# START OF The input

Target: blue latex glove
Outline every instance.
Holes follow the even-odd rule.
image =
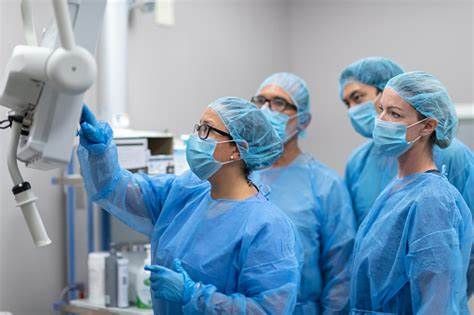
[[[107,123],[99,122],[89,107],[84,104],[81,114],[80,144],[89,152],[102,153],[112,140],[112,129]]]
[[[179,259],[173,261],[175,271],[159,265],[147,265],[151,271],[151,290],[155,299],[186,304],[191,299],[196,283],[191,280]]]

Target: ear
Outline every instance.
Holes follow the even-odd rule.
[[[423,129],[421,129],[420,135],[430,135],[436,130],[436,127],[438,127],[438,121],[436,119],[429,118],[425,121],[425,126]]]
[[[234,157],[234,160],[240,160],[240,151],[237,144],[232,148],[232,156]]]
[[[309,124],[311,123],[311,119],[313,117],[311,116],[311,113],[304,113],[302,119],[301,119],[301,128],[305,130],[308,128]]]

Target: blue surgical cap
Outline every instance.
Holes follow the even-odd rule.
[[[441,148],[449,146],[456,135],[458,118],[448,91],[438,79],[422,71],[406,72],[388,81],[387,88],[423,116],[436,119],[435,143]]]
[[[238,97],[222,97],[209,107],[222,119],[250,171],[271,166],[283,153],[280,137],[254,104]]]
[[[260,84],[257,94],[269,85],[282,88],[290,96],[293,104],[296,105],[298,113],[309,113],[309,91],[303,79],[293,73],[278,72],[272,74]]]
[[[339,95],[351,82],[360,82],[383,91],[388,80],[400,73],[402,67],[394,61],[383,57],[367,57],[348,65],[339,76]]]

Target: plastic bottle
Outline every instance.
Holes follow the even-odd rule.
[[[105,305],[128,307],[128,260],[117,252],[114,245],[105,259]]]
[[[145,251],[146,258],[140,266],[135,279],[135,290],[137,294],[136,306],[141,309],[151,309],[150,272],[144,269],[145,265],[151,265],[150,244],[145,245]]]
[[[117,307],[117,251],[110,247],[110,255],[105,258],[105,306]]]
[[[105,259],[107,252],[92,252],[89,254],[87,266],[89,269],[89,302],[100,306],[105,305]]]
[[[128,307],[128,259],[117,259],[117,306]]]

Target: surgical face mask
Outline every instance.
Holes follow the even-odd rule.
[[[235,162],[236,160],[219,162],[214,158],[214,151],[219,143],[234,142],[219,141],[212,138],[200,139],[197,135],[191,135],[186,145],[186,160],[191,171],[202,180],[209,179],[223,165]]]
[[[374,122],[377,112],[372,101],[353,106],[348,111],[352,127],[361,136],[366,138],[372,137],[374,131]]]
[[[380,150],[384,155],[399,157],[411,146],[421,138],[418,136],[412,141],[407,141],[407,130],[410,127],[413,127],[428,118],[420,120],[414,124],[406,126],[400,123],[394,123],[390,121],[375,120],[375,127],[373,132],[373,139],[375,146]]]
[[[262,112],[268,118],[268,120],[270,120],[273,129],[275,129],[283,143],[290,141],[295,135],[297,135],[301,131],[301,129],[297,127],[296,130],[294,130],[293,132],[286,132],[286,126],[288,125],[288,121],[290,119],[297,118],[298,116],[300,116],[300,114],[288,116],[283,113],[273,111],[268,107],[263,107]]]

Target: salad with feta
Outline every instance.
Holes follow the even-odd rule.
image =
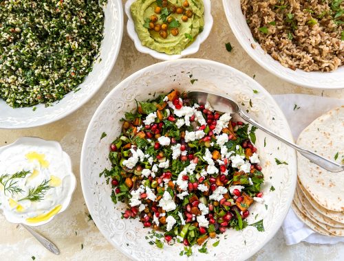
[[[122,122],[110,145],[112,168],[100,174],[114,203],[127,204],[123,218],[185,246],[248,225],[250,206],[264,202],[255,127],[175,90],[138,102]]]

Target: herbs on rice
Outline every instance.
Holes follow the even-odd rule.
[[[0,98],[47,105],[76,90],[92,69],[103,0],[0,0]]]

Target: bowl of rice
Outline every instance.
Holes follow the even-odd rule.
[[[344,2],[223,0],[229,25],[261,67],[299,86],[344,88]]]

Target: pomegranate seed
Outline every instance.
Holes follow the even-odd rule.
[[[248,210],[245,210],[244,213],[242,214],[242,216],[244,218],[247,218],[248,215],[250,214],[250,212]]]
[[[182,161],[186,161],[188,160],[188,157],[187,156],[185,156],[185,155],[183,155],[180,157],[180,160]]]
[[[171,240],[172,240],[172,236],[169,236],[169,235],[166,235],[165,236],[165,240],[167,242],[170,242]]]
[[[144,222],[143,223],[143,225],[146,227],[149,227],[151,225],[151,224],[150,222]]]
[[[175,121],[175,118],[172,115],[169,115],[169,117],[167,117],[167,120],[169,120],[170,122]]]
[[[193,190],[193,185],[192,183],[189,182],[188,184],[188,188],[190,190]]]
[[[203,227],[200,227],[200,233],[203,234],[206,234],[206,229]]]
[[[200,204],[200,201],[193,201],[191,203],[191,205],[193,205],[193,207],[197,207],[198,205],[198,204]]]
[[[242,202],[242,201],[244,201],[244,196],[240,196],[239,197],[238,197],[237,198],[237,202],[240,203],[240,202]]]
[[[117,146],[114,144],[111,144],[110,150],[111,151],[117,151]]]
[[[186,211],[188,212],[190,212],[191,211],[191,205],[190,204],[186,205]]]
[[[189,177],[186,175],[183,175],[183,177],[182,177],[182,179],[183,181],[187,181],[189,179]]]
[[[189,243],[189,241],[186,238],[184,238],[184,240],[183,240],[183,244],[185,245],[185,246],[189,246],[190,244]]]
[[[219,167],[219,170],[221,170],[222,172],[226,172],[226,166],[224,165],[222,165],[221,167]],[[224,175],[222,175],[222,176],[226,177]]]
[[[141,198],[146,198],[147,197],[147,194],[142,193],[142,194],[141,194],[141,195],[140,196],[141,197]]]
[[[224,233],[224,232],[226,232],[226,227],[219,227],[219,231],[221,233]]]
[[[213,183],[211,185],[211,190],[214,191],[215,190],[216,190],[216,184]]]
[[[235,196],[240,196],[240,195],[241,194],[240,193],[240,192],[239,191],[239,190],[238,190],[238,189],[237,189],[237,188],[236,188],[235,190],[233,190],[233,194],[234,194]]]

# END OF The input
# START OF The input

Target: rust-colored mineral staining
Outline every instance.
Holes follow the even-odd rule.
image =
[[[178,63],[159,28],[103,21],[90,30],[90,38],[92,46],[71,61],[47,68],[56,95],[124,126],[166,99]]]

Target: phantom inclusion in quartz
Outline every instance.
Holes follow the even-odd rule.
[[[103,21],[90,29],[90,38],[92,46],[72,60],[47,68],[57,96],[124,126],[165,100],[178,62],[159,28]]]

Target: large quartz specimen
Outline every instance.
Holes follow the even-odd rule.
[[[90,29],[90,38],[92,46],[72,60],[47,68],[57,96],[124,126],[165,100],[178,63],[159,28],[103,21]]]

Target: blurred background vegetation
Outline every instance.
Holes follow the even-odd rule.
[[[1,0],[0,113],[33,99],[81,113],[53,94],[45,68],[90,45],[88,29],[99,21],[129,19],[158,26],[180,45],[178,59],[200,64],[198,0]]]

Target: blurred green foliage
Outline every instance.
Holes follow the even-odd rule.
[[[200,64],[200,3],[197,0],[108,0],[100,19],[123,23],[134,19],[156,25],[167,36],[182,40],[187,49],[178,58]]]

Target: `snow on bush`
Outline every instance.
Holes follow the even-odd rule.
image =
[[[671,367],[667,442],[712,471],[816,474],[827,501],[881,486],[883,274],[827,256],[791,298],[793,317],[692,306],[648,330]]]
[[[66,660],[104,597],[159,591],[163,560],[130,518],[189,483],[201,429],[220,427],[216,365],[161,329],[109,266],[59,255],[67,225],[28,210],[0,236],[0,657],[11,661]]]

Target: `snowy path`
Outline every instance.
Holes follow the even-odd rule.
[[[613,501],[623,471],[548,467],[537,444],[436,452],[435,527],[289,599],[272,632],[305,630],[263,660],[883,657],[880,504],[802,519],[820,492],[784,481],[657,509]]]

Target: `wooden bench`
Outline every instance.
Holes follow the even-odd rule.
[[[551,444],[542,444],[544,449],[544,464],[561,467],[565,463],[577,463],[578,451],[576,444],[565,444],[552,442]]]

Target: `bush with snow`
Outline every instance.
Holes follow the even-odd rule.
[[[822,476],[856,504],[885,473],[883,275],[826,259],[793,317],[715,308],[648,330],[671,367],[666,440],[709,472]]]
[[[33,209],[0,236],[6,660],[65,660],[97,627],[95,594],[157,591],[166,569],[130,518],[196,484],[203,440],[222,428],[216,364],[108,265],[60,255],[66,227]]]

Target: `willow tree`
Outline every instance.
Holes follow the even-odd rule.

# END OF The input

Exercise description:
Rename "feta" to "goat cheese" in the items between the lines holding "Target: surgical face mask" and "[[[344,2],[223,0],[229,25],[261,67],[299,86],[344,88]]]", inclusive, and give those lines again with nothing else changed. Leave the pictures out of your answer.

Exercise solution:
Target: surgical face mask
Outline every instance.
Holes follow the even-odd rule.
[[[235,162],[236,160],[219,162],[214,158],[214,151],[219,143],[234,142],[219,141],[212,138],[200,139],[197,135],[191,135],[186,145],[186,160],[191,171],[202,180],[209,179],[223,165]]]
[[[374,122],[377,112],[372,101],[353,106],[348,111],[352,127],[361,136],[366,138],[372,137],[374,131]]]
[[[380,150],[384,155],[399,157],[411,146],[421,138],[418,136],[412,141],[407,141],[407,130],[410,127],[413,127],[428,118],[420,120],[414,124],[406,126],[400,123],[394,123],[390,121],[375,120],[375,127],[373,132],[373,139],[375,146]]]
[[[262,112],[268,118],[268,120],[270,120],[273,129],[275,129],[283,143],[290,141],[295,135],[297,135],[301,131],[301,129],[297,127],[296,130],[294,130],[293,132],[286,132],[286,126],[288,125],[288,121],[290,119],[297,118],[298,116],[300,116],[300,114],[288,116],[283,113],[273,111],[268,107],[263,107]]]

Target: salad with goat cheese
Outline every instance.
Holes follow the even-odd rule.
image =
[[[122,122],[110,145],[112,168],[100,174],[114,203],[127,204],[123,218],[185,246],[248,225],[250,206],[264,202],[255,127],[175,90],[138,102]]]

Target: herbs on rice
Outline every instance.
Holes follow the even-odd rule.
[[[0,98],[47,105],[76,90],[92,69],[103,0],[0,0]]]

Target: bowl of rice
Outline every instance.
Holes follow the even-odd rule.
[[[344,2],[223,0],[229,25],[261,67],[299,86],[344,88]]]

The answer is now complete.